» **PROBLEM REQUIREMENTS**:
Reproduce the data below, starting at the line containing "Find the dirt" and ending with the final line of the data. Multiply every coordinate in the answers by 1.15 and round to whole numbers, with halves rounded up, and copy all other lines unchanged.
== SOURCE DATA
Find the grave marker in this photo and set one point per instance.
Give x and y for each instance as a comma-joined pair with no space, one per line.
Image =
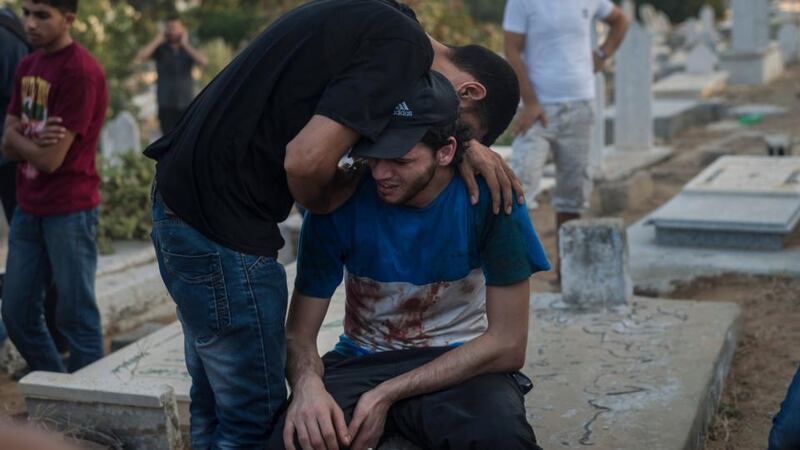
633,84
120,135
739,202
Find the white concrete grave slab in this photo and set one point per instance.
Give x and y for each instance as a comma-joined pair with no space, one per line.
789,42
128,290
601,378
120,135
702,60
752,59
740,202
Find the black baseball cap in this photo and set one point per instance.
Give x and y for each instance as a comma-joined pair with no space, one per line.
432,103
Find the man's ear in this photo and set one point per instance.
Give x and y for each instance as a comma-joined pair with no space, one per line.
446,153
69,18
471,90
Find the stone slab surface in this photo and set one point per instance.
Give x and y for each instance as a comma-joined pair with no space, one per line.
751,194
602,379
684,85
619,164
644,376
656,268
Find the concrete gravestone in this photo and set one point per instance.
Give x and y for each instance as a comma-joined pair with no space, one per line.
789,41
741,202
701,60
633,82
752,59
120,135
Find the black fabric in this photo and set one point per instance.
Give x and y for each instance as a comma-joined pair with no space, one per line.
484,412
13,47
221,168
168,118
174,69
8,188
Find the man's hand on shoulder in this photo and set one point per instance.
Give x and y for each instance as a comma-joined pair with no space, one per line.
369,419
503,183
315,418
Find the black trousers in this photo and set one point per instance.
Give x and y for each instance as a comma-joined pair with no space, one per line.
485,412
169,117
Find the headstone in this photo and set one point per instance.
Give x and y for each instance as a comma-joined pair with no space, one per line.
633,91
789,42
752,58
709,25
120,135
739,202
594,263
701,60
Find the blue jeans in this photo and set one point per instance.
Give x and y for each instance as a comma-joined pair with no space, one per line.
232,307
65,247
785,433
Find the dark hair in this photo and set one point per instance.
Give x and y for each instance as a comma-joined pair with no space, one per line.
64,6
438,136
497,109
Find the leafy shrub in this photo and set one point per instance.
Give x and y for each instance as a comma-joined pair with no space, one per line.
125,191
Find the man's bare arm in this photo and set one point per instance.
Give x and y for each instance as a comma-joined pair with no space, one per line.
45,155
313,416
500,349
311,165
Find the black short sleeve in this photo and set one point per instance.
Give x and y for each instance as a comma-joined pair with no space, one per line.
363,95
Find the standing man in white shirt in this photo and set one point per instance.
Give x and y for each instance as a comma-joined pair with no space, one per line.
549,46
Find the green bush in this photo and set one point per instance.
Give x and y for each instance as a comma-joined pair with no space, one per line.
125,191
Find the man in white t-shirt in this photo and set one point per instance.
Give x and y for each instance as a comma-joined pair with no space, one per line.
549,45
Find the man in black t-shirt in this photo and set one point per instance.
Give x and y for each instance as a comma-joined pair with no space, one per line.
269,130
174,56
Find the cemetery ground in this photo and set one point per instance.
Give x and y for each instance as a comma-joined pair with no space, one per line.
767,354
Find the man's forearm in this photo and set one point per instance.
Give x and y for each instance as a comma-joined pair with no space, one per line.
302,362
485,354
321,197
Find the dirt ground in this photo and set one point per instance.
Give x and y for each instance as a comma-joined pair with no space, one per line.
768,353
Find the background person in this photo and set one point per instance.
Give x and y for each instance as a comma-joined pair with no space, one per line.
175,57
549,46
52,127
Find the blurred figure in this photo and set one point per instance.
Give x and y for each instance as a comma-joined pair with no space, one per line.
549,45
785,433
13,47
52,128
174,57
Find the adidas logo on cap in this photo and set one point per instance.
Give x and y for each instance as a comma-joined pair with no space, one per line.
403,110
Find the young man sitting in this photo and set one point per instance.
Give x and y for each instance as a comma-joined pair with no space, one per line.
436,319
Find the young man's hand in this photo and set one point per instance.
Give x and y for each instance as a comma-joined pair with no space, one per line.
====
» **EXERCISE RESULT**:
Find the dirt ground in this photo and set one point per instance.
Give x and y for each instance as a comma-joined pair with no space, one per line.
883,406
Find the background person in this photo and set one point per instance.
Give x and y for each instance as a comma-joined pair with no space, one per line.
201,66
631,53
60,146
Find the blurred figure in this photo and set one point per instance.
Give x and y for each instance as a comma-joined pair with no space, one per line.
631,52
903,498
15,54
60,147
200,66
Find the adidas logo on cap in this photo and set one point per instance.
Give x and y for each instance as a comma-joined pair with no space, one per line.
463,127
Find the young man sitting in this photo and set one point per instance.
Give x and y for each instance as a comma-joined pair with no space, one per line.
501,367
Find the young man's hand in this photo and set one point per instance.
Give x and y for each instance as a comma-joined pair with no space, one per line.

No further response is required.